** START **
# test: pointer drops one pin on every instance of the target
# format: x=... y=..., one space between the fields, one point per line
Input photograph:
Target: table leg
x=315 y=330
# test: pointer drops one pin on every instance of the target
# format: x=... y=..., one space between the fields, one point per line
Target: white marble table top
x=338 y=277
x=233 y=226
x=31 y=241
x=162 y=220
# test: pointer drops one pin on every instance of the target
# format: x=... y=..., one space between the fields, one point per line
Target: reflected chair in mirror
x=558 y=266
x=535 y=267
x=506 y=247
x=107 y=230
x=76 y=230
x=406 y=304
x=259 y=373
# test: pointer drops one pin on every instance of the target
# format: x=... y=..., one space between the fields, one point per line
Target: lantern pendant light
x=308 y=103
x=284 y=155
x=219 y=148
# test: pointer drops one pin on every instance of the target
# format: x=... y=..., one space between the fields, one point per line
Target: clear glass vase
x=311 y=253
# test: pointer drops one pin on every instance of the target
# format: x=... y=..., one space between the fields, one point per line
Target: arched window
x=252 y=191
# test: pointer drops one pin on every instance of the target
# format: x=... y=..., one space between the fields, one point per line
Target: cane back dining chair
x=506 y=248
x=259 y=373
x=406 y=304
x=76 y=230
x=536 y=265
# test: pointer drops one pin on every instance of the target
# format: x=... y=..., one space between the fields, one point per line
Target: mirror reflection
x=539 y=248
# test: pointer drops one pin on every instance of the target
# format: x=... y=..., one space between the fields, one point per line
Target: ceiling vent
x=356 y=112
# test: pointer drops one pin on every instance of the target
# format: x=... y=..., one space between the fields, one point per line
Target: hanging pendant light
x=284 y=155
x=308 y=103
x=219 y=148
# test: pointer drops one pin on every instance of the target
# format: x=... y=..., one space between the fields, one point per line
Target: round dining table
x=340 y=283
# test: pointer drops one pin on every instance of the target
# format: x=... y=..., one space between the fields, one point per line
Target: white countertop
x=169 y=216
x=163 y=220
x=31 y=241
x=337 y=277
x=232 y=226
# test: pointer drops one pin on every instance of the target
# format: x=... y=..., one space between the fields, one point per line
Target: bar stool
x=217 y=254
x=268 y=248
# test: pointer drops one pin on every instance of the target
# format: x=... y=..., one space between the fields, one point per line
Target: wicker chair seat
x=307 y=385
** END **
Instructions to follow: Copy out the records line for line, beginning with the first line and stopping after the line that contains "x=315 y=330".

Solution for this problem:
# test: pointer drops one pin on every instance of the target
# format: x=... y=..., one space between the fields, one point per line
Input photograph:
Target: table leg
x=315 y=330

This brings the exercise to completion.